Brief ->
Each record below is to be reproduced without any change.

Data to process ->

------------------------------------

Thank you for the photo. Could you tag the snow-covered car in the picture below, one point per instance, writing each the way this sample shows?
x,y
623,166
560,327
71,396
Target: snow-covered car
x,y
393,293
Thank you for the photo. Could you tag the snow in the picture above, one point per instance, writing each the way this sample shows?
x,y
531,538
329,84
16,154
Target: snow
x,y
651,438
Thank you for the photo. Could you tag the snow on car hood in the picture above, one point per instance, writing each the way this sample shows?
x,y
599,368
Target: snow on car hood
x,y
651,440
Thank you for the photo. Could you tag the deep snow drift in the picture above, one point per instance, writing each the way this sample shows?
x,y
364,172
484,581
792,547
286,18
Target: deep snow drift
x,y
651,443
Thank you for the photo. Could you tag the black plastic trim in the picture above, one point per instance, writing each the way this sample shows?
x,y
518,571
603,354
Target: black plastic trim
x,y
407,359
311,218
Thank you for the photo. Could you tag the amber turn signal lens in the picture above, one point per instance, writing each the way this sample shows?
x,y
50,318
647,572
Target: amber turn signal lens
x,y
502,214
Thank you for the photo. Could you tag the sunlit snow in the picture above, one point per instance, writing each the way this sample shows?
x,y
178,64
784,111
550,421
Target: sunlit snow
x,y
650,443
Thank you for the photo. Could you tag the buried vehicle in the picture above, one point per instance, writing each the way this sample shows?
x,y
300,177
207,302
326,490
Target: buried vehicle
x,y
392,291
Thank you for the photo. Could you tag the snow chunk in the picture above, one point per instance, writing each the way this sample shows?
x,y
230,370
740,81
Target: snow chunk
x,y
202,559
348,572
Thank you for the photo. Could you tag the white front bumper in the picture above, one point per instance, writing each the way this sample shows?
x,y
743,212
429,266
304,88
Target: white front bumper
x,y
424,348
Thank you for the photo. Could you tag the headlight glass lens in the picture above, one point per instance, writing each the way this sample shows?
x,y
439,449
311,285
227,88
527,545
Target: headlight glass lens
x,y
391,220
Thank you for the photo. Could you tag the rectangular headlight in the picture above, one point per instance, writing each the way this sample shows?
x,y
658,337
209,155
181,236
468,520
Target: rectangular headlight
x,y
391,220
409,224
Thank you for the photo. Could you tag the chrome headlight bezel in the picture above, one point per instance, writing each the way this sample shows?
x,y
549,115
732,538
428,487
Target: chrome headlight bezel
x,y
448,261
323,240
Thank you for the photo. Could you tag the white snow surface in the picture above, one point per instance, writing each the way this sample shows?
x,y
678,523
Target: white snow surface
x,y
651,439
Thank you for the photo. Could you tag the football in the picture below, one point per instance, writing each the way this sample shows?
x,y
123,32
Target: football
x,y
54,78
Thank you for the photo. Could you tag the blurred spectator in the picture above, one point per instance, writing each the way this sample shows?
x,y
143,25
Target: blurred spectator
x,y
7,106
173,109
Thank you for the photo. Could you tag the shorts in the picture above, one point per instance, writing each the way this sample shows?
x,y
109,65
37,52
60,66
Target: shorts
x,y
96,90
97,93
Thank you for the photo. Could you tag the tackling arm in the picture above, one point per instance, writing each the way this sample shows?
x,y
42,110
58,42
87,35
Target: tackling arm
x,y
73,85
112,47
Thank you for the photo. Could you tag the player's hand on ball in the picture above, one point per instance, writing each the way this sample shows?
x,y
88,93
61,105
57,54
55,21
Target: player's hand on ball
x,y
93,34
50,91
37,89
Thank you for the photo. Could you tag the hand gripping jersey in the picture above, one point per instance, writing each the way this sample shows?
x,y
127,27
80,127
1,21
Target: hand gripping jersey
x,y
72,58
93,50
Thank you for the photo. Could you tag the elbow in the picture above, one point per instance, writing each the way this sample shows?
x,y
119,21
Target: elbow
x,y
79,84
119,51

------------------------------------

Answer space ->
Thank you for the photo. Could you tag the snow-covered car in the picture below, one point per instance, writing each the way this sample shows?
x,y
623,166
560,327
71,396
Target: snow-covered car
x,y
393,293
Thank you for the photo. Could you tag the snow in the picture above, one point per instance, writing each the way this sample shows?
x,y
531,538
329,84
16,154
Target: snow
x,y
651,438
Thank you for the photo. Could you tag the snow on car hood in the picture above, one point per instance, writing each the way this sample shows?
x,y
599,368
Target: snow on car hood
x,y
651,440
Thank you for the photo. Could you tag the deep snow drift in the picture above, one point per instance, writing each the way this sample shows?
x,y
364,172
484,581
792,547
286,18
Target: deep snow drift
x,y
651,443
Thank you for the photo. Could you tag the black plastic trim in the picture above, one point per instance, writing each the way this sample shows?
x,y
518,571
603,354
Target: black plastic trim
x,y
407,359
311,218
Thank you for the photo. Could you tag the amber turn signal lens in the picture above, one point per instance, writing each the way this sample shows?
x,y
50,318
647,572
Target: amber turn signal lens
x,y
502,214
Thank you for the photo. Could you tag the sunlit snow in the picture above, one point per instance, writing each the way this sample shows?
x,y
178,64
784,111
550,421
Target: sunlit snow
x,y
650,443
Thank you for the photo. Could you tag the buried vehicle in the picture above, one point per instance, writing each the way this sample shows?
x,y
300,177
207,302
326,490
Target: buried vehicle
x,y
392,291
Thank you for the photo. Could you tag the snow chunk in the picture above, one point per instance, writing each the way this sample shows?
x,y
230,370
740,81
Target: snow chunk
x,y
202,559
348,572
Thank you for the photo. Could you tag the white front bumper in the picture above, one point per instance, writing each the way this sample shows?
x,y
743,212
429,266
304,88
Target: white front bumper
x,y
424,348
Thank you for the photo. Could you tag the headlight glass lens in the picture above, one point per instance, writing each the way this sample shows?
x,y
439,449
311,285
227,88
527,545
Target: headlight glass lens
x,y
391,220
Thank you for the photo. Could you tag the rectangular headlight in the picture above, one point per instance, writing each the way this sample shows?
x,y
658,337
209,155
181,236
468,520
Target: rectangular headlight
x,y
391,220
409,224
Thank you for the photo. Could you tag the chrome headlight bezel in the picture above, one point per instance, writing each the way this sample shows?
x,y
549,115
732,538
428,487
Target: chrome headlight bezel
x,y
448,261
323,240
Thank you for the photo. Could you tag the white snow surface in the picture above, one point per instance, writing each the way this sample shows?
x,y
678,523
Target: white snow surface
x,y
651,439
Thank you for the photo. Could you tag the football in the picture below, one point per instance, writing each the way this sample shows?
x,y
123,32
Target: football
x,y
54,78
Thank you for the photo. Could you tag the blurred spectator in the picture above, one point per instance, writing each the way this sample shows?
x,y
143,25
Target: blurred spectator
x,y
7,106
173,109
Thank you for the photo. Could you tag the shorts in the picture above, one point per instance, writing each the way this sample shows?
x,y
109,65
37,52
60,66
Target: shorts
x,y
96,90
97,93
Thank you for the photo. Could you tag the tackling arm in the picture above, one point per instance, writing each the way this sample shows?
x,y
42,110
58,42
87,35
Target: tackling arm
x,y
73,85
112,47
Thank you for the photo. Could you tag the player's hand on ball in the picture above, one point per instance, writing each the way this sample shows?
x,y
88,93
61,105
57,54
55,21
Target: player's hand on ball
x,y
93,34
50,91
37,89
Thank you for the photo. Could you tag the hand gripping jersey in the picture above, one point per instance, writing each the way this sample shows?
x,y
127,27
80,127
1,21
Target: hand gripping jersey
x,y
72,58
93,50
Thank you for the photo. Could you tag the elbow in the picture above, one point per instance, writing each the way this sample shows?
x,y
119,21
Target: elbow
x,y
79,84
119,51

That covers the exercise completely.